## EXERCISE:
What you need to produce from the material below is an exact transcription of the lines from the one with "Exercise. Tag every instance of the boulder" through the one with "Exercise. Tag every instance of the cloudy", both included, and no other line.

## DATA EXTRACT:
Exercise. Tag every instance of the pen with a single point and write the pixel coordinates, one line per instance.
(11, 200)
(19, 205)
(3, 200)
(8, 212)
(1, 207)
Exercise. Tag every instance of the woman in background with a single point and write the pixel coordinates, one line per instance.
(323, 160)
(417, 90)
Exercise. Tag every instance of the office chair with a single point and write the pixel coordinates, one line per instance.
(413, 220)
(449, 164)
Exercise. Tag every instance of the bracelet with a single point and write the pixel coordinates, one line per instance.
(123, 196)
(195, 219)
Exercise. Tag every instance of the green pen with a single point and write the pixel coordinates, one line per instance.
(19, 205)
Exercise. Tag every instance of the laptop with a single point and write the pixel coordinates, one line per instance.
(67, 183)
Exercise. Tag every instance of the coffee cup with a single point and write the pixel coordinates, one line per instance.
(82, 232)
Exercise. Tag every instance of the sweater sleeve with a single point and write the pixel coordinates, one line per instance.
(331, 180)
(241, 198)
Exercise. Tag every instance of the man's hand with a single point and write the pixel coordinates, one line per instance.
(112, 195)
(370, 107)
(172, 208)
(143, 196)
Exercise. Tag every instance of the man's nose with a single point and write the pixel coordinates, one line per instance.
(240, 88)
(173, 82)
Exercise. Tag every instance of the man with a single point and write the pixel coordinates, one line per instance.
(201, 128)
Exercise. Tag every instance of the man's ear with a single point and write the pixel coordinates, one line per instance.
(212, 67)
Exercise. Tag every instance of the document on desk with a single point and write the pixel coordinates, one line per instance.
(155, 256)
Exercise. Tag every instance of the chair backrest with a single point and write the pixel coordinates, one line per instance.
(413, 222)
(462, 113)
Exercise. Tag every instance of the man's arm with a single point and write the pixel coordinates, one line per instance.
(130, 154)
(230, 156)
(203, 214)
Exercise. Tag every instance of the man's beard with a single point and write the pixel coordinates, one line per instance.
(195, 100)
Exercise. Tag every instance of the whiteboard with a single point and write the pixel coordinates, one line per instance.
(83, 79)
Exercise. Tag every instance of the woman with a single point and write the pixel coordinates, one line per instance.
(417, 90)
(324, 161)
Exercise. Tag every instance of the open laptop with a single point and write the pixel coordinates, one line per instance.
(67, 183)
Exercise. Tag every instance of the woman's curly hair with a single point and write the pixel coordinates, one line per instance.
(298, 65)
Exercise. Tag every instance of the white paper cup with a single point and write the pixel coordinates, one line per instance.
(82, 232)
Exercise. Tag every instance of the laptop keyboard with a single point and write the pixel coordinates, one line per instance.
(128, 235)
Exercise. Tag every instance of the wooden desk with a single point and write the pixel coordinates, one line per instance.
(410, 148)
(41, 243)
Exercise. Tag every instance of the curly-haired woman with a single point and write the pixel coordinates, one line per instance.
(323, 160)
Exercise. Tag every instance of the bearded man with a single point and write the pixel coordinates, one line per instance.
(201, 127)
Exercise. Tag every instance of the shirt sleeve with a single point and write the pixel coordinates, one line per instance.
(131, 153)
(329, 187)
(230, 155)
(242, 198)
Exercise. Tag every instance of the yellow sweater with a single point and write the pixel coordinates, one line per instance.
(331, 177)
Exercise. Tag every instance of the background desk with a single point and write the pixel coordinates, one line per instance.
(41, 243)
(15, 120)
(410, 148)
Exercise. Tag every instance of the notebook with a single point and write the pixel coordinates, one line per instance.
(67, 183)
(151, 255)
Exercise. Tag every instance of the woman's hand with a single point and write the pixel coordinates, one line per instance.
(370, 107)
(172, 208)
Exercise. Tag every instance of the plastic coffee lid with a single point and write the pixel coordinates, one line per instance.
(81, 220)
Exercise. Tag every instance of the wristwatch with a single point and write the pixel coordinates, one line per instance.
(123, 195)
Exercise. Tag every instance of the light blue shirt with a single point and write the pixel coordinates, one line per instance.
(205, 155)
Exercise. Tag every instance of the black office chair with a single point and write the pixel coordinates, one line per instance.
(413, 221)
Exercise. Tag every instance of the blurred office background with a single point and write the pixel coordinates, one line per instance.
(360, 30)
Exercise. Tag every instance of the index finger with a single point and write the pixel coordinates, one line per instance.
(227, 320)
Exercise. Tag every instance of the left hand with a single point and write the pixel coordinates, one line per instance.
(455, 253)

==

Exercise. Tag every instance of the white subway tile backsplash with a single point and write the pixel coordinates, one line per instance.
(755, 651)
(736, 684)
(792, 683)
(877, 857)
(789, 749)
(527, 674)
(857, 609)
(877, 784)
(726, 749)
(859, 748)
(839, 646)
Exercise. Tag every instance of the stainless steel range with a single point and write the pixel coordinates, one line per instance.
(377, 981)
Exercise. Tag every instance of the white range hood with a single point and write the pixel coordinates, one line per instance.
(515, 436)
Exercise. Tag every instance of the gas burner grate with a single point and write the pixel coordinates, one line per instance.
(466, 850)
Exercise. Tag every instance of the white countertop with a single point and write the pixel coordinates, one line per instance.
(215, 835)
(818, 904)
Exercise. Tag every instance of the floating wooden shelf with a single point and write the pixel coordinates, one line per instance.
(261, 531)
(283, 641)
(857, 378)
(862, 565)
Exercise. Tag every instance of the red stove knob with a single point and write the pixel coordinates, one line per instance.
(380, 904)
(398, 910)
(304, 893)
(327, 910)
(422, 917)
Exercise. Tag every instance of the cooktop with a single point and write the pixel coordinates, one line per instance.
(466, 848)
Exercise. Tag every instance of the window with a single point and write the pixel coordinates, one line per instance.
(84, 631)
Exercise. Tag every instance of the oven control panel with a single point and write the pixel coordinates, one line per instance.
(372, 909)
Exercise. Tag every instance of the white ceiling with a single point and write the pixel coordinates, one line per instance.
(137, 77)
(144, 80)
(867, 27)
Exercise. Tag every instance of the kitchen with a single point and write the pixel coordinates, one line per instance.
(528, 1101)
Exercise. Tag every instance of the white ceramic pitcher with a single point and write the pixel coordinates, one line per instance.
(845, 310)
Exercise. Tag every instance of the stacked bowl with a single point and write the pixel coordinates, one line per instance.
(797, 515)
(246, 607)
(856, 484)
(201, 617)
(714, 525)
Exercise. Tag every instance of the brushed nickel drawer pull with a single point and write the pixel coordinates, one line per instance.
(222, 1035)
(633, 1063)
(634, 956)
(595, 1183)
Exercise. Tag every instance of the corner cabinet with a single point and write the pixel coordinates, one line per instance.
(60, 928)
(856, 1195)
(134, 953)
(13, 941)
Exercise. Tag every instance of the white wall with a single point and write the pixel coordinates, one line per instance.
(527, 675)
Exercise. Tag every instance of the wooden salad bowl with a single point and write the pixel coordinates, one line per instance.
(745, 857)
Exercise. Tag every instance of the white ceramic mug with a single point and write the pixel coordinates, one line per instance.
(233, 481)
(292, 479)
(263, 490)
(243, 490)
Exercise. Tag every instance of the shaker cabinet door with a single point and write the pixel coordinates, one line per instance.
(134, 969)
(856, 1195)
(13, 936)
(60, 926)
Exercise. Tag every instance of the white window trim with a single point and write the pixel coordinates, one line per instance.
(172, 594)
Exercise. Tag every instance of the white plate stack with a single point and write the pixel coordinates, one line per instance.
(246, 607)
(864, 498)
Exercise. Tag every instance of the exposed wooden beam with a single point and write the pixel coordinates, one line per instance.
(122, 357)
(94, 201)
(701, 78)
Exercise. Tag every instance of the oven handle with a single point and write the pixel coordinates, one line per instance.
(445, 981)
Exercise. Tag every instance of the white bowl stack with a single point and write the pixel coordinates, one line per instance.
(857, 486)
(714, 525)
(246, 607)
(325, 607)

==

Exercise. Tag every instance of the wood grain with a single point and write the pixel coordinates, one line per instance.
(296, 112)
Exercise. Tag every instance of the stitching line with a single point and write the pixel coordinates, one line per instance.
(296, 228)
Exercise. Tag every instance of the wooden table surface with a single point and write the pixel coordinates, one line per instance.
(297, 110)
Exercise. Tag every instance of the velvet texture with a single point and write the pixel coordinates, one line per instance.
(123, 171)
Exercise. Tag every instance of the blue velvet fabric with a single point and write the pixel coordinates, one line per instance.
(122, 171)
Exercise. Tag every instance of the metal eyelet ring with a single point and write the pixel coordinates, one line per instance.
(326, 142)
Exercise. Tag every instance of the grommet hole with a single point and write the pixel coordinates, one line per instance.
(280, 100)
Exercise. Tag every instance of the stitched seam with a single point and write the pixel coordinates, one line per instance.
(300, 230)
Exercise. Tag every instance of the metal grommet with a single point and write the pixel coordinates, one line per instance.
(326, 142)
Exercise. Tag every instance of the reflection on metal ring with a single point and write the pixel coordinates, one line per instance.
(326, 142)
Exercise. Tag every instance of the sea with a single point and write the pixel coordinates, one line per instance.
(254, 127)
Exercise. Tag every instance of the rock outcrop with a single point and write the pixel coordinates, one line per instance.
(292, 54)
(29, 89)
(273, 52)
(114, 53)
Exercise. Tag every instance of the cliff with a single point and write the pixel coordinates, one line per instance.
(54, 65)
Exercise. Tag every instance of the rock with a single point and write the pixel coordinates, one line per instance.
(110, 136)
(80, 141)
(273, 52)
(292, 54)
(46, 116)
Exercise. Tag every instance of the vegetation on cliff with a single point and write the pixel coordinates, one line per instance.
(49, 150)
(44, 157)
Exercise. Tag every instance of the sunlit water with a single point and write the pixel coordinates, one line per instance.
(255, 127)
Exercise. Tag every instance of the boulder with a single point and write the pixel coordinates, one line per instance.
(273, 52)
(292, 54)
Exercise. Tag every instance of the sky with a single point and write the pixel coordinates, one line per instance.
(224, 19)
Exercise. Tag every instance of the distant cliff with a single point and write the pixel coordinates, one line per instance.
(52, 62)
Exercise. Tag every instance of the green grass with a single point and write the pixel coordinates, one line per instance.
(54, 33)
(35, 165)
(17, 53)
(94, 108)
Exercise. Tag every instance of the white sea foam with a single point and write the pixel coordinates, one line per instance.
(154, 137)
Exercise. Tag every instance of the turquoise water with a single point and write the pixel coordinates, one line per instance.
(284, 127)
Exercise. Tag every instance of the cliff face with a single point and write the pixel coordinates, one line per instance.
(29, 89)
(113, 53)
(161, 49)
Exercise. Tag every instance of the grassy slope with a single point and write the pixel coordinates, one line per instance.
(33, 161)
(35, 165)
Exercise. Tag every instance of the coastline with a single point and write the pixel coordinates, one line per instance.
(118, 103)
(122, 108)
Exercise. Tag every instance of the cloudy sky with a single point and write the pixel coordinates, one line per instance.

## SOLUTION TO THE EXERCISE:
Exercise. Tag every instance of the boulder with a single point and write the pixel coordinates, one line per instance.
(273, 52)
(292, 54)
Exercise. Tag every instance of the sky with a single point and write the pixel coordinates, one line per instance.
(224, 19)
Exercise. Tag every instance of the distant cliff with a single point and write the pixel coordinates, one line per instance.
(52, 62)
Exercise. Tag every instance of the green grass with a single point and write the pixel coordinates, one line per instance.
(54, 33)
(35, 165)
(17, 53)
(94, 108)
Exercise. Tag every instance of the white sea foam with a single point and write the pixel coordinates, one line per instance.
(154, 137)
Exercise. Tag every instance of the turquoise water with a single point and write the pixel coordinates, one line per instance.
(284, 127)
Exercise. Tag every instance of the cliff face with a single point and write the pixel coordinates, one line per instance.
(29, 89)
(113, 53)
(161, 49)
Exercise. Tag every instance of the grassy slope with a single point and write the pixel coordinates, one line per instance.
(33, 161)
(35, 165)
Exercise. Tag every instance of the coastline with a single point and write the pixel coordinates, one line per instance.
(118, 103)
(122, 108)
Exercise. Tag every instance of the cloudy sky with a single point and write the pixel coordinates, one line per instance.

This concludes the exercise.